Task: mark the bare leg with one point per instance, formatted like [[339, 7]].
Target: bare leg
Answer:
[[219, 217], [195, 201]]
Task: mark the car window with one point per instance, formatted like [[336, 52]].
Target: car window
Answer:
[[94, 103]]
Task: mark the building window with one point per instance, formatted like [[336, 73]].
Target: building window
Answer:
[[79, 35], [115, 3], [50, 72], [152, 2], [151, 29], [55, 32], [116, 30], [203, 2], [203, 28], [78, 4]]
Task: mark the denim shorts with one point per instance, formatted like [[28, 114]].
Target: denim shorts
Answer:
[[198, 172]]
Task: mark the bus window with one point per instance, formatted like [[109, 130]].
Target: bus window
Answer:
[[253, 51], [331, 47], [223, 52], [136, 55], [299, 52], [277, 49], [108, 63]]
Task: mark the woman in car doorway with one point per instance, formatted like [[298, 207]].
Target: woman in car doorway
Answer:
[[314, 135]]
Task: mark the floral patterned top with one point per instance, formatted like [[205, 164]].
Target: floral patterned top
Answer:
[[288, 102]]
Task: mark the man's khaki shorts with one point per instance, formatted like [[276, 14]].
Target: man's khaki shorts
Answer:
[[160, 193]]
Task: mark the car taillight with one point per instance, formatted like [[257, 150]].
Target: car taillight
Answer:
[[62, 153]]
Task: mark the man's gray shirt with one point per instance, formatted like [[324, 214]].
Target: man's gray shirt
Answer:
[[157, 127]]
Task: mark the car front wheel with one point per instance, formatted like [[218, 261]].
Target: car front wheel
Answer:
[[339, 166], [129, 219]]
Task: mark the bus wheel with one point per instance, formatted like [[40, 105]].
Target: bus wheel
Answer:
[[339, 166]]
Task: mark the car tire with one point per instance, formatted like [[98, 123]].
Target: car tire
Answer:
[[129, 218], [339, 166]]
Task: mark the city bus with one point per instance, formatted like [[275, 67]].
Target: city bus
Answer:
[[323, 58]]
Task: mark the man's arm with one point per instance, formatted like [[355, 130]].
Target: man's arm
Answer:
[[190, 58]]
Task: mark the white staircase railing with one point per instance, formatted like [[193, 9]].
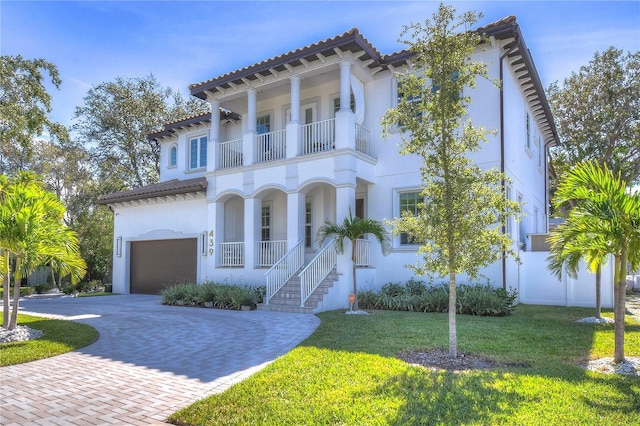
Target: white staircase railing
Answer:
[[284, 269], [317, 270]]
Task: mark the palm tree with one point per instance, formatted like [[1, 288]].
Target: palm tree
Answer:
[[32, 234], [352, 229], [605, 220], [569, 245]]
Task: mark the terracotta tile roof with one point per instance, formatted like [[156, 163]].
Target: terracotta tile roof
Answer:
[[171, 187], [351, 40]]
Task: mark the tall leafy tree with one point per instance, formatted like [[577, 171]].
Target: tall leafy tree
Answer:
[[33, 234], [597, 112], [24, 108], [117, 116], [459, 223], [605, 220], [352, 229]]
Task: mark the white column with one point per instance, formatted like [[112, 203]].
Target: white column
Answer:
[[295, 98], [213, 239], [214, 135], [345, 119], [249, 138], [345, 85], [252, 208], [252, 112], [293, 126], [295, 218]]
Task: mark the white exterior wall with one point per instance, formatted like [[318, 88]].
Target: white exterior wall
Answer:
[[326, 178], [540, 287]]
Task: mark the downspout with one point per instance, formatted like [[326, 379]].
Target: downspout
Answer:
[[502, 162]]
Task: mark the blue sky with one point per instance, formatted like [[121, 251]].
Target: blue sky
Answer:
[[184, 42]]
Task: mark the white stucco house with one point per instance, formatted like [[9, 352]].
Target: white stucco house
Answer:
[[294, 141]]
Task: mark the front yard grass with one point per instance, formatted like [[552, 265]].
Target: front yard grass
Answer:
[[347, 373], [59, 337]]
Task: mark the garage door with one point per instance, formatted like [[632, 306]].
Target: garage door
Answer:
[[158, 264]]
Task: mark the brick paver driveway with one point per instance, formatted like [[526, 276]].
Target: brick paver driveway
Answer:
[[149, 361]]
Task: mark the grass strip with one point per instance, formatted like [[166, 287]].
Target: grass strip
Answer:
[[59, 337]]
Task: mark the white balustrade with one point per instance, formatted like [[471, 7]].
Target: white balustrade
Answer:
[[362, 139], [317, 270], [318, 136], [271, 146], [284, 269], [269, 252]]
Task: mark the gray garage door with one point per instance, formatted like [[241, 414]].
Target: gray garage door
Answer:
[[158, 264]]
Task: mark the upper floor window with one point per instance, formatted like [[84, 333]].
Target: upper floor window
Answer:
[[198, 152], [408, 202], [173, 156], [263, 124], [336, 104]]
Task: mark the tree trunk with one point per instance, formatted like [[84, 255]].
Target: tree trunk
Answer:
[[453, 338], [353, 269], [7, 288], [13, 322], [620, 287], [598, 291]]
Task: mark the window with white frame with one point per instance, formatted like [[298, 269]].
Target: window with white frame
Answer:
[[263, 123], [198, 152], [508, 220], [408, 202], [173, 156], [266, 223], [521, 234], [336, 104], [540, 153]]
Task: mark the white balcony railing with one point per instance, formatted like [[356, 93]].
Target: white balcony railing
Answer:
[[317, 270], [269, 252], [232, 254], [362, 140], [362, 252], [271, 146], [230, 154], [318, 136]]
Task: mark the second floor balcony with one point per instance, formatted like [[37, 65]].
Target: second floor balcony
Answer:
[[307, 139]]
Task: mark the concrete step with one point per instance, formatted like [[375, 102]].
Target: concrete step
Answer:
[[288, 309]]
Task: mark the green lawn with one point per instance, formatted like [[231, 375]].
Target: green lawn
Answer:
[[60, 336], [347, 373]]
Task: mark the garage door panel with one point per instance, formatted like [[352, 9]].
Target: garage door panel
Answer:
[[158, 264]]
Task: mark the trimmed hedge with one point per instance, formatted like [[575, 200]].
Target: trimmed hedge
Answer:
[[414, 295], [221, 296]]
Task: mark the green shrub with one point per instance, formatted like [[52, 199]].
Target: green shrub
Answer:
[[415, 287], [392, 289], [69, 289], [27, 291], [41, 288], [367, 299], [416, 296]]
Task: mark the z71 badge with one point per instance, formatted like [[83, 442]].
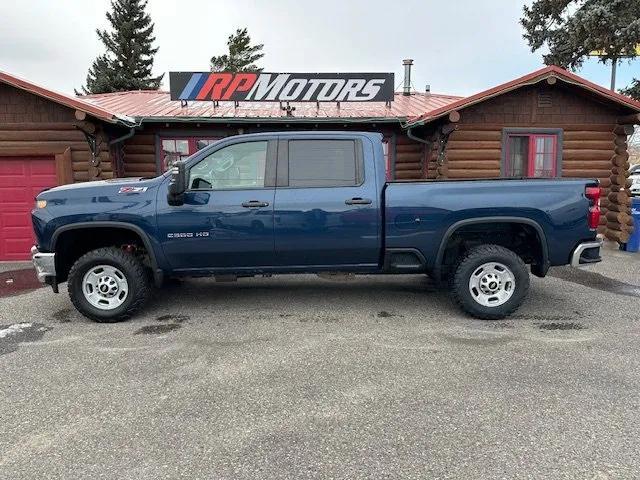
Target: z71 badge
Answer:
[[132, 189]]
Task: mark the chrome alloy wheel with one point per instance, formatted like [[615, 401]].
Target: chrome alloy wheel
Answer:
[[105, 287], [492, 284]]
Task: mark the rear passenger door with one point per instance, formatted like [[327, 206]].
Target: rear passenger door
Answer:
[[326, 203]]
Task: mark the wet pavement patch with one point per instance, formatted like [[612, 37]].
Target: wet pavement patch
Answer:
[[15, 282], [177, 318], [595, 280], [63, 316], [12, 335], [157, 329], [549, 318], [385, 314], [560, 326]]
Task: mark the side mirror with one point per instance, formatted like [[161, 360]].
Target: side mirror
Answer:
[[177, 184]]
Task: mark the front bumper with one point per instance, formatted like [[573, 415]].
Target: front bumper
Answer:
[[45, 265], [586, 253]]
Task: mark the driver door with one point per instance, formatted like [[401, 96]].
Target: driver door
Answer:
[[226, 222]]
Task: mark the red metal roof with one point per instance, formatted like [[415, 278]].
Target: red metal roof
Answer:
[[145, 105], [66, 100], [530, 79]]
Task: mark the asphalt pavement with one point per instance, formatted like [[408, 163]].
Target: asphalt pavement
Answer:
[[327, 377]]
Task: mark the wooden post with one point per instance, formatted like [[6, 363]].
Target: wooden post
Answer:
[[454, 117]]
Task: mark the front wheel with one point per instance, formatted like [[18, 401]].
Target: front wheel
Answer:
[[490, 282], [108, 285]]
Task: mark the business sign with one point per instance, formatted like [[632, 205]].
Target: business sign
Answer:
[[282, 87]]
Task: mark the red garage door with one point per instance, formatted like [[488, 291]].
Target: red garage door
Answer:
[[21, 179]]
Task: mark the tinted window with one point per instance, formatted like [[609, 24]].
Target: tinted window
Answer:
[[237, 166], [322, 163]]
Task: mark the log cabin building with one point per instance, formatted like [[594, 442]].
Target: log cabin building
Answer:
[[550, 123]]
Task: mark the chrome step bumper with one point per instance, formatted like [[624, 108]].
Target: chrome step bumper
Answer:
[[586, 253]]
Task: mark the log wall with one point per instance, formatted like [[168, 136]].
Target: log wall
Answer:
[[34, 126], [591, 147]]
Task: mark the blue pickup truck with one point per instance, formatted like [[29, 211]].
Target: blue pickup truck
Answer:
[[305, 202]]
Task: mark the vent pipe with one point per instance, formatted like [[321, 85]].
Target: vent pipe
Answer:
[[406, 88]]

☆ ☆ ☆ ☆

# PROBLEM TO SOLVE
Only one stretch of the data above is needed. Restate it word for word, from the line containing "Target: brick paver driveway" through the line containing "Target: upper floor window", both ends included.

# RESPONSE
Target: brick paver driveway
Answer:
[[149, 361]]
Task: mark the grass strip with one point per instance, formatted like [[166, 287]].
Target: grass strip
Answer:
[[59, 337]]
Task: mark the white balustrade with one point per instance, formatted like [[471, 7]].
Target: white balustrade
Answer:
[[362, 139], [317, 270], [318, 136], [271, 146], [284, 269], [269, 252]]
Task: mark the gray garage door with one point per instance, formatted like [[241, 414]].
Target: gray garage door
Answer:
[[158, 264]]
Task: mark the upper floor window with one point per instance, formatted like [[84, 333]].
Target: upper floor window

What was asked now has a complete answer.